Spatial localization data

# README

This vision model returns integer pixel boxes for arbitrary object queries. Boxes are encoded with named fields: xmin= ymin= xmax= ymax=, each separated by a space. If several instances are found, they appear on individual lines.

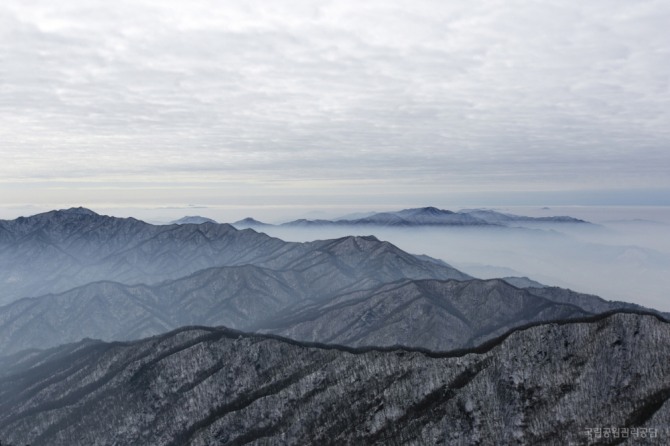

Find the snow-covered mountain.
xmin=0 ymin=209 xmax=465 ymax=306
xmin=0 ymin=208 xmax=661 ymax=357
xmin=0 ymin=208 xmax=280 ymax=305
xmin=0 ymin=207 xmax=667 ymax=444
xmin=0 ymin=312 xmax=667 ymax=445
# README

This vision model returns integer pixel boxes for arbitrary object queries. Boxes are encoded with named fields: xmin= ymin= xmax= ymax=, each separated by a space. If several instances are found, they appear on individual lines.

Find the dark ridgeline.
xmin=0 ymin=312 xmax=668 ymax=445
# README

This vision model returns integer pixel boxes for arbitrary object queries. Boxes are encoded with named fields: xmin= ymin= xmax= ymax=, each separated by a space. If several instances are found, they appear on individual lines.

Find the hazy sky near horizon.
xmin=1 ymin=0 xmax=669 ymax=216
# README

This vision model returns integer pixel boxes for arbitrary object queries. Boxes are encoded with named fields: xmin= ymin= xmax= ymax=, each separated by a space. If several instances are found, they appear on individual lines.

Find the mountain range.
xmin=232 ymin=206 xmax=590 ymax=228
xmin=0 ymin=311 xmax=668 ymax=445
xmin=0 ymin=207 xmax=666 ymax=445
xmin=0 ymin=208 xmax=465 ymax=306
xmin=260 ymin=278 xmax=665 ymax=350
xmin=0 ymin=274 xmax=607 ymax=356
xmin=0 ymin=209 xmax=659 ymax=357
xmin=0 ymin=208 xmax=275 ymax=305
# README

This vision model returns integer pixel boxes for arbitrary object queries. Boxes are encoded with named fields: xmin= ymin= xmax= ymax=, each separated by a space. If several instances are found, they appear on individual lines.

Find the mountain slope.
xmin=0 ymin=312 xmax=668 ymax=445
xmin=261 ymin=279 xmax=591 ymax=350
xmin=0 ymin=209 xmax=466 ymax=305
xmin=4 ymin=246 xmax=664 ymax=356
xmin=524 ymin=285 xmax=663 ymax=315
xmin=0 ymin=241 xmax=471 ymax=356
xmin=0 ymin=208 xmax=278 ymax=304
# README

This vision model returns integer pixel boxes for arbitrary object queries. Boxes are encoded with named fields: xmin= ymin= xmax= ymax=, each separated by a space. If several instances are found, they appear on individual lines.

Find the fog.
xmin=240 ymin=209 xmax=670 ymax=312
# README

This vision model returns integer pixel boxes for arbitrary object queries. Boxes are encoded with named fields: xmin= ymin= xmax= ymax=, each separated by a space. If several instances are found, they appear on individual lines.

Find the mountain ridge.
xmin=0 ymin=311 xmax=668 ymax=445
xmin=3 ymin=265 xmax=665 ymax=357
xmin=258 ymin=277 xmax=596 ymax=350
xmin=231 ymin=206 xmax=591 ymax=229
xmin=0 ymin=210 xmax=466 ymax=306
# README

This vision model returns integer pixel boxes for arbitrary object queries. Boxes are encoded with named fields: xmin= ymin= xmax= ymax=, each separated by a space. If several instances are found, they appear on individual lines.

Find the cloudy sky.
xmin=1 ymin=0 xmax=669 ymax=220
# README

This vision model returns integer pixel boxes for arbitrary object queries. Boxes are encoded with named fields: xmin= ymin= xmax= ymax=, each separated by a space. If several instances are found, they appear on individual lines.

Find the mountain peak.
xmin=233 ymin=217 xmax=267 ymax=226
xmin=58 ymin=207 xmax=99 ymax=216
xmin=419 ymin=206 xmax=449 ymax=214
xmin=397 ymin=206 xmax=454 ymax=216
xmin=170 ymin=216 xmax=217 ymax=225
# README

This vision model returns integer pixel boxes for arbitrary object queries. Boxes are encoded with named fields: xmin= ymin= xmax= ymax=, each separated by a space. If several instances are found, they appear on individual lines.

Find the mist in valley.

## [WHAT YOU HAVE TO DO]
The response should repeat every entry above exactly and include none of the pictures.

## [EXPECTED OUTPUT]
# README

This vision model returns integer pixel boxes for arbitrary object queries. Boxes are encoded with named fields: xmin= ymin= xmax= ymax=, each separated by a space. If several instances are found, they appear on individual lines.


Find the snow-covered mountain.
xmin=0 ymin=209 xmax=465 ymax=306
xmin=0 ymin=208 xmax=661 ymax=357
xmin=0 ymin=208 xmax=280 ymax=305
xmin=0 ymin=207 xmax=667 ymax=444
xmin=0 ymin=312 xmax=667 ymax=445
# README

This vision model returns integer pixel boxes for arbitrary object queries. Boxes are encoded with named fields: xmin= ymin= xmax= ymax=, each separated by a space. If several instances are found, they appear on individual lines.

Find the dark ridgeline.
xmin=0 ymin=312 xmax=668 ymax=445
# README

This vision model returns integer pixel boxes for arbitrary object queries. Boxes are encoded with named fields: xmin= ymin= xmax= ymax=, each separated by a space. If several instances are found, they appear on individual lines.

Find the hazy sky near horizon.
xmin=1 ymin=0 xmax=669 ymax=216
# README

This vision model returns integer pixel boxes for arbitrary object queries. Boxes are encoded with named fields: xmin= ymin= xmax= ymax=, each separated by a space. If several instances are found, they appear on individual lines.

Find the mountain range.
xmin=232 ymin=206 xmax=590 ymax=228
xmin=0 ymin=311 xmax=668 ymax=445
xmin=0 ymin=207 xmax=666 ymax=445
xmin=0 ymin=208 xmax=465 ymax=306
xmin=260 ymin=278 xmax=665 ymax=350
xmin=0 ymin=274 xmax=607 ymax=356
xmin=0 ymin=209 xmax=659 ymax=357
xmin=0 ymin=208 xmax=275 ymax=305
# README

This vision model returns integer pixel boxes for arbitrary object queries. Boxes are encoded with named fields: xmin= ymin= xmax= ymax=, each separated by a space. If several instances are found, they appear on individual lines.

Find the mountain slope.
xmin=0 ymin=312 xmax=668 ymax=445
xmin=261 ymin=279 xmax=591 ymax=350
xmin=0 ymin=209 xmax=466 ymax=305
xmin=4 ymin=246 xmax=664 ymax=356
xmin=524 ymin=285 xmax=663 ymax=315
xmin=0 ymin=241 xmax=471 ymax=356
xmin=0 ymin=208 xmax=278 ymax=304
# README

This vision model returns integer pixel boxes for arbitrary object queries. Boxes are encoded with named fields: xmin= ymin= xmax= ymax=, each separated by a space. If several instances are found, they appear on individual lines.

Find the fog.
xmin=240 ymin=209 xmax=670 ymax=312
# README

This vision model returns integer pixel boxes for arbitrary object queries. Boxes are encoded with named fields: xmin= ymin= xmax= ymax=, each separated by a space. If several instances are found, they appear on individual lines.

Find the mountain ridge.
xmin=0 ymin=311 xmax=668 ymax=445
xmin=3 ymin=265 xmax=665 ymax=357
xmin=258 ymin=277 xmax=596 ymax=350
xmin=231 ymin=206 xmax=591 ymax=229
xmin=0 ymin=210 xmax=466 ymax=306
# README

This vision model returns integer pixel boxes for arbitrary object queries. Boxes are encoded with named fields: xmin= ymin= xmax= ymax=, each separated by a space. If several instances are found, they appear on individual lines.

Find the cloudy sky.
xmin=1 ymin=0 xmax=669 ymax=220
# README

This vision model returns integer pixel boxes for arbitrary object queries. Boxes are encoded with named fields: xmin= ymin= xmax= ymax=, each separated by a space. If several instances are found, they appear on individual lines.

Find the mountain peak.
xmin=233 ymin=217 xmax=267 ymax=226
xmin=58 ymin=207 xmax=99 ymax=216
xmin=419 ymin=206 xmax=449 ymax=214
xmin=397 ymin=206 xmax=454 ymax=216
xmin=170 ymin=216 xmax=217 ymax=225
# README

This vision model returns integer pixel boxes for arbitrary object queries. Boxes are encoded with named fields: xmin= ymin= xmax= ymax=, each separated by a space. If several instances are found, they appear on individual lines.

Find the mist in valley.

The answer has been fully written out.